### TASK INSTRUCTIONS
Format the items from the start through the line containing "box: [27, 261, 415, 415]" as a Markdown table with the columns Row and Line, leaving out any blank lines.

(Collection entries)
▬▬▬▬▬▬

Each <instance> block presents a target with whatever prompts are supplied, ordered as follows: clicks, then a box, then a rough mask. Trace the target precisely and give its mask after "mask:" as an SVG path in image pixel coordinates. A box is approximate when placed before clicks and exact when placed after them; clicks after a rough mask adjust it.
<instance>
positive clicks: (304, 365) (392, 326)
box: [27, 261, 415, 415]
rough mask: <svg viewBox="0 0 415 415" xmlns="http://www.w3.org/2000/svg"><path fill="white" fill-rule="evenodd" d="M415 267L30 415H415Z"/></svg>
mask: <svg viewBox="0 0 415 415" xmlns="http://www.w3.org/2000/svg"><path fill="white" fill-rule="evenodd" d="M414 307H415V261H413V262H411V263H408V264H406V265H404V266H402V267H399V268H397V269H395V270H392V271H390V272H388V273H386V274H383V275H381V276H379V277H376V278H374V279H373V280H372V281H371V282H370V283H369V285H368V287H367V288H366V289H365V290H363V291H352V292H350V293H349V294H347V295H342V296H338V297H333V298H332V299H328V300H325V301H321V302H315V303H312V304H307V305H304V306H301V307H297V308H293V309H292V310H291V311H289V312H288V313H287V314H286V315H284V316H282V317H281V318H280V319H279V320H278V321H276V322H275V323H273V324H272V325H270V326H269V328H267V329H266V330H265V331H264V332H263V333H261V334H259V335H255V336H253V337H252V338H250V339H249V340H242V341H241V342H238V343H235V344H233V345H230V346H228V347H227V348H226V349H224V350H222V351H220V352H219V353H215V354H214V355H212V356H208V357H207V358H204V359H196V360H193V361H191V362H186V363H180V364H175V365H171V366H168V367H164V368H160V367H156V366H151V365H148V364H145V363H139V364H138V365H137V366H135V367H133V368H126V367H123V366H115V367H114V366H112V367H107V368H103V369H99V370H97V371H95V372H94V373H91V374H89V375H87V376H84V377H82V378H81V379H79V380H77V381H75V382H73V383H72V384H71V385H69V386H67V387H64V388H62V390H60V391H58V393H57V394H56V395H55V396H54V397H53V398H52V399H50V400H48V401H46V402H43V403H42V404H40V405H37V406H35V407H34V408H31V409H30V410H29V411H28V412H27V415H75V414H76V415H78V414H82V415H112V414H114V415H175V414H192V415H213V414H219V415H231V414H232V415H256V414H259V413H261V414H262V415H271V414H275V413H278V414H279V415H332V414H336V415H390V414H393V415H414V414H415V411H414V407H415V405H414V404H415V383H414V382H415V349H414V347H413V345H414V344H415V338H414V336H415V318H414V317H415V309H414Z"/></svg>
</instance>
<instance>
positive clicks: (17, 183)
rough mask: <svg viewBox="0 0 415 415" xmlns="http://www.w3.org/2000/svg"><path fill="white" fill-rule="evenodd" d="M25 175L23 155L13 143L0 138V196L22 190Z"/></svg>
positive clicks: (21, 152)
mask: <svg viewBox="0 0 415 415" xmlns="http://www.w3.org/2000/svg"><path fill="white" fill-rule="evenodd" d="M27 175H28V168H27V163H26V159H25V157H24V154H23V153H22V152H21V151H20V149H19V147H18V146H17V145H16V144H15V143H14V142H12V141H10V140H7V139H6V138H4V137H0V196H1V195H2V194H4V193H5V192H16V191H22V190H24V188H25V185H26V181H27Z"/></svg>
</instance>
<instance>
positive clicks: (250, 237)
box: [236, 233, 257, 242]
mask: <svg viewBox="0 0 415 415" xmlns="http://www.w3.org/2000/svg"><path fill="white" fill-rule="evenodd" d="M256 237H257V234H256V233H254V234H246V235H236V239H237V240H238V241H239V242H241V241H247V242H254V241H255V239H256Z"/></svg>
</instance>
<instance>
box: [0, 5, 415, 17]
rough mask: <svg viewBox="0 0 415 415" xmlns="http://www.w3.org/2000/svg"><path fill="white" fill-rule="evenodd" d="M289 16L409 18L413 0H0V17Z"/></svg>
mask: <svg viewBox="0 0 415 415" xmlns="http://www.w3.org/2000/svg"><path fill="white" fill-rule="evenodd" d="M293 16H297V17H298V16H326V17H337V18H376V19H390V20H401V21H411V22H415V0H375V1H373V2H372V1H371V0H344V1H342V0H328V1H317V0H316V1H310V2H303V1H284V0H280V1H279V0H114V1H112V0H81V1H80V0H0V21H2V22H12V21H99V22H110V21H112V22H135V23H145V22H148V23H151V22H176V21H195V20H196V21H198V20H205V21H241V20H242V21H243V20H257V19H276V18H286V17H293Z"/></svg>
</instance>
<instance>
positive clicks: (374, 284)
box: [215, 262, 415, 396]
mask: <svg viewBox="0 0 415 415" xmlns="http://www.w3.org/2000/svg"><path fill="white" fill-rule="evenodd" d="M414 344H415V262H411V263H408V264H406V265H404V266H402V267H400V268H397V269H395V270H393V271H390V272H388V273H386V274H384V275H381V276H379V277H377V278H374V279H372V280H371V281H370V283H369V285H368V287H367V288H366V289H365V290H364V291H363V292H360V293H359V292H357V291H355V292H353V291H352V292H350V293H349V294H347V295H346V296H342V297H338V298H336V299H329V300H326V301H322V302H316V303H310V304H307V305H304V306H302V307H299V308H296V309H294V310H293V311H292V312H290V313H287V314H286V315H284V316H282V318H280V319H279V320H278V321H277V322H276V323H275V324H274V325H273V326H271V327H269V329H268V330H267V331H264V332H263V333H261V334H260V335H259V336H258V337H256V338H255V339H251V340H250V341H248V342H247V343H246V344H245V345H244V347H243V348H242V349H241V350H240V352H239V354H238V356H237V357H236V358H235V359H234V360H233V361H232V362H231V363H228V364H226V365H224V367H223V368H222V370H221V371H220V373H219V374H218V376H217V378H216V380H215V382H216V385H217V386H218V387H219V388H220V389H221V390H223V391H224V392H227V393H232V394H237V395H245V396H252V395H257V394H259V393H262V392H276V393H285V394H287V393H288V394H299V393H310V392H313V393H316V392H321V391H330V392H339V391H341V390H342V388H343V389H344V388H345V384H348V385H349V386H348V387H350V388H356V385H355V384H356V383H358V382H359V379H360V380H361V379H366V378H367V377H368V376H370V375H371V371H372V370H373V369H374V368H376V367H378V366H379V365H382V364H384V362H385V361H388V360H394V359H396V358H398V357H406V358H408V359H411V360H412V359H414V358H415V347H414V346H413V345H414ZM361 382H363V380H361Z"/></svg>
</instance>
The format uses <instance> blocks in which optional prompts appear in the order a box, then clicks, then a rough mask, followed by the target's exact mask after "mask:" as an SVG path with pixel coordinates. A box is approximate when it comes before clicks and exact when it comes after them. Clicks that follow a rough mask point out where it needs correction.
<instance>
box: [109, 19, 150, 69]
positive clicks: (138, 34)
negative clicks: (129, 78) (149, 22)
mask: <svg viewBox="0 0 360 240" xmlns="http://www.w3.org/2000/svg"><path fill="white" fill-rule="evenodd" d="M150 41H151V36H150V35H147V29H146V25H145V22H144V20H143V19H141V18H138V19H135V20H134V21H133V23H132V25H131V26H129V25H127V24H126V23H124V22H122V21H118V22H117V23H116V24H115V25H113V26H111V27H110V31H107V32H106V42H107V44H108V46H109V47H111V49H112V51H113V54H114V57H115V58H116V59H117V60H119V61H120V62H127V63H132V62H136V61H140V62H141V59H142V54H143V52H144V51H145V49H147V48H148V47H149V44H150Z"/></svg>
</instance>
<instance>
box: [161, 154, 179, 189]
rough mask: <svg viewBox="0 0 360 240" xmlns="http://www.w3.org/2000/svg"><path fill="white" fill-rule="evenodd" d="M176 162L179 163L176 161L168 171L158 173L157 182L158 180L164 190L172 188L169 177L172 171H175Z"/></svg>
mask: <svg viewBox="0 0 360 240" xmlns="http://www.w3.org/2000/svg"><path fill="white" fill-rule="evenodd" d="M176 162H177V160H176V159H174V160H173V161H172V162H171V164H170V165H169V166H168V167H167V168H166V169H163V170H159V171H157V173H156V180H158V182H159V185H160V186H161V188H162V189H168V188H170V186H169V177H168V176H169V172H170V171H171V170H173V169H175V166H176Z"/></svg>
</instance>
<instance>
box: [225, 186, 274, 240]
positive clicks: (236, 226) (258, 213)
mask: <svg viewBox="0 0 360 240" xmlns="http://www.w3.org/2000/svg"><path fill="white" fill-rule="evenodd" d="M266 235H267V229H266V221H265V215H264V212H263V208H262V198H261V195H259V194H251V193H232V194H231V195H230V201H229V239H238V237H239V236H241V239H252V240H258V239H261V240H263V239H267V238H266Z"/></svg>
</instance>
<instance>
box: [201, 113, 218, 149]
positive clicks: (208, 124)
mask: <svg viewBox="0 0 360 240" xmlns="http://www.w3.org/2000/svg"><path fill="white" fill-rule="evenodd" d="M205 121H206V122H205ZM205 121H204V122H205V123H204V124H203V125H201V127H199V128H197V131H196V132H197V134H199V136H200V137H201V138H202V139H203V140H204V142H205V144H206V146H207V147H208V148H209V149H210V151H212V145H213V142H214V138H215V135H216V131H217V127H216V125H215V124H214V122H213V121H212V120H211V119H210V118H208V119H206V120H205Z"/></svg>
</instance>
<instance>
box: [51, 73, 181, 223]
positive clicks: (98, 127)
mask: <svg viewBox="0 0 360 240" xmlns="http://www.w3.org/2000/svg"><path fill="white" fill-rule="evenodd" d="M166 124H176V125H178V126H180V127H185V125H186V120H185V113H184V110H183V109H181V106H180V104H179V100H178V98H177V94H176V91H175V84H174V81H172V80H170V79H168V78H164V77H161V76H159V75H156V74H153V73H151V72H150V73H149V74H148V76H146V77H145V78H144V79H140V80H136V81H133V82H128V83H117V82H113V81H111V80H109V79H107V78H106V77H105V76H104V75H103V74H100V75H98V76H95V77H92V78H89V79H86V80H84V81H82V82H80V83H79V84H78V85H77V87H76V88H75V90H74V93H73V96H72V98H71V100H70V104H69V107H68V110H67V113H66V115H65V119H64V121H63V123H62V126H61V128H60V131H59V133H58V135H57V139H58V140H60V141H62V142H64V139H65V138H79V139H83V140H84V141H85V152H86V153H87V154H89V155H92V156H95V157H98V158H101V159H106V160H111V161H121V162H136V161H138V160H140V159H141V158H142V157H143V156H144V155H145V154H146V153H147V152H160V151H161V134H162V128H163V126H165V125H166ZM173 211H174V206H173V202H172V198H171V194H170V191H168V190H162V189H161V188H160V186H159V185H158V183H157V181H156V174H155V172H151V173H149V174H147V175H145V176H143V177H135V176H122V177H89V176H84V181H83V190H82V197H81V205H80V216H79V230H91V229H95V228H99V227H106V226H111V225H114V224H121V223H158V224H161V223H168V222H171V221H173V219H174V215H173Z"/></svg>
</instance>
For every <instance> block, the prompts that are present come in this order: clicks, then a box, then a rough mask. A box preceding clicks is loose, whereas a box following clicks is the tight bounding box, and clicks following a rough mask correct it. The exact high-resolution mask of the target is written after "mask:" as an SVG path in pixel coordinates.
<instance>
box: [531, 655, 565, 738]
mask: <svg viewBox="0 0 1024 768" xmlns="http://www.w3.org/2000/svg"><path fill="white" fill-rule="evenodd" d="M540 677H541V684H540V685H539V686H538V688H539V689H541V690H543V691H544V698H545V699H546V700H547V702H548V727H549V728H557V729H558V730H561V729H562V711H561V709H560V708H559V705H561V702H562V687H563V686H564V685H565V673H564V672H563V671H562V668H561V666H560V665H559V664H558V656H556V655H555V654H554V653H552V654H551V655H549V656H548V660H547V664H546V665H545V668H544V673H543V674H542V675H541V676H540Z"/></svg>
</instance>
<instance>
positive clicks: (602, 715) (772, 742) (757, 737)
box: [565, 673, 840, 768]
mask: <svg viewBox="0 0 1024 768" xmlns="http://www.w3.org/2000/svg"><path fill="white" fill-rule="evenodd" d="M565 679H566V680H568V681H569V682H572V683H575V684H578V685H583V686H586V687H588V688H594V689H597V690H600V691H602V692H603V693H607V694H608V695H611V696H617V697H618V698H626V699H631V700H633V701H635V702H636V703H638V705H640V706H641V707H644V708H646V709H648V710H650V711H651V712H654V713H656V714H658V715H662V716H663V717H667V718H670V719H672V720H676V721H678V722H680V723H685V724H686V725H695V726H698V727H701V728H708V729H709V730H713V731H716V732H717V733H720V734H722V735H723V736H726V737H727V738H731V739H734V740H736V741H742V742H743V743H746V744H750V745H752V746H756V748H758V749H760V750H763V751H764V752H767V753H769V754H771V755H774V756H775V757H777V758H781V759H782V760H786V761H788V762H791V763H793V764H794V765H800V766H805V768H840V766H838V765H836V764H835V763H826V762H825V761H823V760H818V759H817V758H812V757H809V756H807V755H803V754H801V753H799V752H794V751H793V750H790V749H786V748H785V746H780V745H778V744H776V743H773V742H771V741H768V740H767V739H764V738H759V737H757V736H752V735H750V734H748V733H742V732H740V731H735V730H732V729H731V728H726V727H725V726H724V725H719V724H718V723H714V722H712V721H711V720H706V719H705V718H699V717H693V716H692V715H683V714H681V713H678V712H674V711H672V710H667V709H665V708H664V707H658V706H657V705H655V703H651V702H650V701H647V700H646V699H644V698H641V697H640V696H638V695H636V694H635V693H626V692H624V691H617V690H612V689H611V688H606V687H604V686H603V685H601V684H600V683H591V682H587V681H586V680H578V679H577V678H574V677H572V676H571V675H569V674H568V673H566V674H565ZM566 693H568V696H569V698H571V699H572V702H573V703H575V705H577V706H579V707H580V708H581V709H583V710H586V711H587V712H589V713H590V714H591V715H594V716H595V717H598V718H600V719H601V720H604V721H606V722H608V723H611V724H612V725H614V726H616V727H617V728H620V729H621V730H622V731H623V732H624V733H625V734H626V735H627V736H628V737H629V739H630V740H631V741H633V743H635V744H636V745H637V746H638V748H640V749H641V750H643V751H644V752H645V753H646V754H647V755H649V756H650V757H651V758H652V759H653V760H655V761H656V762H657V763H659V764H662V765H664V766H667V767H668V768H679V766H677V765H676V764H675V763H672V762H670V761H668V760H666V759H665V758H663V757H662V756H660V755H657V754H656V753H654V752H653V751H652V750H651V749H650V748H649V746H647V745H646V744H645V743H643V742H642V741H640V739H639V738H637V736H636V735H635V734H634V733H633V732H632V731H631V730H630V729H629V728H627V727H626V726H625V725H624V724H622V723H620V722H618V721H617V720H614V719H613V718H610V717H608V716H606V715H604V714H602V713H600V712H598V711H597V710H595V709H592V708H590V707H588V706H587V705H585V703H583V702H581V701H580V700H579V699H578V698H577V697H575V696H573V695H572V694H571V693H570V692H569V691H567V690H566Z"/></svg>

▬▬▬▬▬▬

### ANSWER BOX
| Row | Line |
|---|---|
| 1 | Each <instance> block presents a target with whatever prompts are supplied, ordered as follows: clicks, then a box, then a rough mask. Trace the target precisely and give its mask after "mask:" as an SVG path in image pixel coordinates. A box is approximate when placed before clicks and exact when placed after them; clicks after a rough mask adjust it. |
| 2 | <instance> |
| 3 | positive clicks: (304, 365) (392, 326) |
| 4 | box: [27, 261, 415, 415] |